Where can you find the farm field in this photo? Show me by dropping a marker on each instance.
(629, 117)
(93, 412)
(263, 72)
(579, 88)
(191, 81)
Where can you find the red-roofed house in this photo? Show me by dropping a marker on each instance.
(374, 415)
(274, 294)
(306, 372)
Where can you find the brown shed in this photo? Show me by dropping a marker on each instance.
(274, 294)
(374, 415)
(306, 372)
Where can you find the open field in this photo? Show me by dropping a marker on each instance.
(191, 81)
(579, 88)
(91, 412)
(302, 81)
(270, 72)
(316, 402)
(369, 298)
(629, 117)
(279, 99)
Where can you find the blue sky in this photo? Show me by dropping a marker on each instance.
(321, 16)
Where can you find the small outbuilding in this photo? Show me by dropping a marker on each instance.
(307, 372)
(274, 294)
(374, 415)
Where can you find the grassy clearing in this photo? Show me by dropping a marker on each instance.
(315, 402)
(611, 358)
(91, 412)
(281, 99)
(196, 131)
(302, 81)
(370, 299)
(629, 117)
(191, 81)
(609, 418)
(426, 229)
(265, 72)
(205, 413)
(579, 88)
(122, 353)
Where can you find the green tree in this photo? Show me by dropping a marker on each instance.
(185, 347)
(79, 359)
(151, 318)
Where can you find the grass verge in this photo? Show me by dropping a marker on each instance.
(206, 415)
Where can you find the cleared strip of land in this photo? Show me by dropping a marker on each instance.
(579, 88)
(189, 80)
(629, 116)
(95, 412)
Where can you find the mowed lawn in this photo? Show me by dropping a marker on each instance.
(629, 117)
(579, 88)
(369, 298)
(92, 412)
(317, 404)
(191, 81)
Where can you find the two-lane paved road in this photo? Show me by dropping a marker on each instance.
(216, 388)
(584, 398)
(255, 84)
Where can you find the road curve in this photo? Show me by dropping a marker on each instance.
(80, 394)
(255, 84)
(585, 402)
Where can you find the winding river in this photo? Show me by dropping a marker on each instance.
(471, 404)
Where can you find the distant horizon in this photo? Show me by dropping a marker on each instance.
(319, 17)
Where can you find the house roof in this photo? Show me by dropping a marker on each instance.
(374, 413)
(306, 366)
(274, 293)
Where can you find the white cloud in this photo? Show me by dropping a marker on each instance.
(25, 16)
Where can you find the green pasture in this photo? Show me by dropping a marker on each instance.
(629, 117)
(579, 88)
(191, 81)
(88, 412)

● ● ● ● ● ● ●

## Your objective
Convert the listing above into a CSV whose header row is label_text,points. Give one row for each thing to be located: its full wording goes in label_text and every point listed under it goes in points, with each field in double quotes and line breaks replaced by spaces.

## Task response
label_text,points
"Where can you find the farm field in this photo? Show me by dropping a marker on each instance.","(629, 117) (93, 412) (263, 72) (579, 88) (191, 81)"
"Where can you find the red-roofed house in this photo? Show me by dropping a marker on each instance.","(374, 415) (274, 294) (306, 372)"
"Where can you find the brown shed in this photo? Show me by dropping a marker on each instance.","(274, 294) (374, 415) (306, 372)"
"Where can you find the open field in this photo? Show me by dropping a marker on each instance.","(191, 81) (579, 88) (91, 412) (302, 81) (270, 72) (316, 402) (369, 298) (629, 117) (279, 99)"
"Where can you find the blue sky in this photo? Show me by dropping a marker on each instance.","(321, 16)"
"Where can you find the small outbuilding in this photo? Show me by dropping a marker on each instance.","(307, 372) (274, 294) (374, 415)"
"Where can you find the grassy clearing in this photo? Show me by dropping a marker on each instance.","(315, 402) (611, 358) (91, 412) (281, 99) (196, 131) (302, 81) (370, 299) (629, 117) (191, 81) (609, 418) (426, 229) (265, 72) (205, 413) (579, 88) (122, 353)"
"Where can you find the green tree in this photo? Show me by dropping a marker on each instance.","(185, 347) (79, 359) (151, 318)"
"Where can you find the grass verge in this photo? Show me by dropping a marker on each instance.","(206, 415)"
"Where can you find the cleared strip of land in this photo? Show me by dropping a marker on each instance.","(579, 88) (189, 80) (629, 116) (95, 412)"
"Where can you find the mowed lawn in this photo? Show me by dropping a marker on each instance.","(629, 117) (579, 88) (369, 298) (92, 412) (317, 404) (191, 81)"
"Where can you find the two-lane paved road in this photo? Show me by dropping a marker on each instance.","(216, 388) (584, 398) (255, 84)"
"Where can you find the road curve in this photo? Show me by dropping a marker on each instance.","(80, 394) (255, 84) (585, 402)"
"Where can you find the winding river in this photo? Show me by dropping a marker on each instance.","(471, 404)"
"Where can you find the distant horizon in this photo? Show me by dropping a marker on each instance.","(319, 17)"
"Where can you find the house roof in this photo? Show me by dropping a marker on each instance.","(374, 413) (306, 366) (274, 293)"
"Where can you find the white cloud in this photo? Show me by dropping a marker on each instance.","(25, 16)"
"Where can you find the green pasture in this photo? Show me by dropping a marker on each instance.","(629, 117) (579, 88) (191, 81) (88, 412)"